Mary Lou Pagano
The Lyric Opera Singer is Also a Math Whiz and Award-Winning Equestrian
For 33 years with the Lyric Opera of Kansas City, chorister Mary Lou Pagano has thrived on the transcendental potential of two-way communication.
“When you’re performing, you’re communicating with an audience, and that audience is communicating back with their laughter and clapping,” Pagano says. “It’s an exchange. You’re learning from each other. And it’s very exciting.”
The veteran vocalist has experienced such onstage give-and-take over the course of some 90 Lyric Opera productions, including such diverse personal favorites as “Die Fledermaus,” “La Bohème,” “Cold Sassy Tree,” “John Brown” and this past spring’s “The Pearl Fishers.”
But opera is only one of Pagano’s talents, albeit her highest profile capability. She’s also an award-winning horseback rider and a gifted math teacher, aptitudes that additionally supply her with the vital two-way communication she craves.
“I might sing a little tune to my horse and watch his ears flicker — oh, they’re listening to you,” Pagano says. “And I’ll do that with my math students. If they’re getting a little antsy, I’ll just find a math formula and make up a song to help imprint it. I’m also getting them to kind of lighten up and realize math is not so straight and narrow.”
Saddle Up
While music was an early love of Pagano’s while she was growing up in New Jersey and Maryland, so were horses.
“As a little girl, I would see a horse in a field, and I just thought they were beautiful,” she remembers. “Very athletic and statuesque. Majestic.”

-.-.-

| EXERCISES |
• A. Name every Lyric Opera production that the profile of Mary Lou Pagano lists among her personal favorites.
• B. In the profile of Mary Lou Pagano, why does she make up songs from math formulas when her students get antsy? Answer in one to three sentences.
• C. Continue the profile of Mary Lou Pagano from the point where it stops.

| MATERIAL |
-.-.-

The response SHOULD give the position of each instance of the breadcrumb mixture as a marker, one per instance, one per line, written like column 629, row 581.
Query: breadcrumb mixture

-.-.-

| THE RESULTS |
• A.
- "Die Fledermaus"
- "La Bohème"
- "Cold Sassy Tree"
- "John Brown"
- "The Pearl Fishers"

• B. She turns a formula into a song to help her students imprint it. It also gets them to lighten up and see that math is not so straight and narrow.

• C.
In addition to regular piano lessons, by seventh grade Pagano was riding horses and taking jumping lessons. She stayed in the saddle through high school but stopped riding to attend Syracuse University. “I would have loved to keep riding,” she says, “but the money had to go to school.”
Pagano graduated from Syracuse with a Master’s in Education degree, including extra course work in music and math. Years would go by without Pagano even getting on a horse. On her way to California in 1977, she stopped in Kansas City to visit friends and never left town. In 1986, the same year she joined the Lyric Opera, Pagano became a high school math teacher at the Barstow School, where she’s worked ever since.
In 2008 came Pagano’s horseback riding reawakening.
“I one day woke up and said, ‘I really want to return to horseback riding,’” she recalls. “I had the money to do it. I just needed to find the right barn and take lessons. And I really wanted to show again, if possible.”
With the help of trainers Grace Petty and Bill Coy at Lee’s Summit Equestrian horse stables, Pagano has distinguished herself with awards that include three top-10 placements at the Canadian Nationals in the categories of Country English and Arabian Costume, and a top-10 prize in Arabian Costume at the U.S. Nationals for Arabians in Tulsa, Oklahoma.
“I like the Arabian Costume probably best,” she says, “because the Arabian horse is in costume, and you’re in costume. It’s almost like you’re going back to a different century. You’re sort of playing a character, like in opera.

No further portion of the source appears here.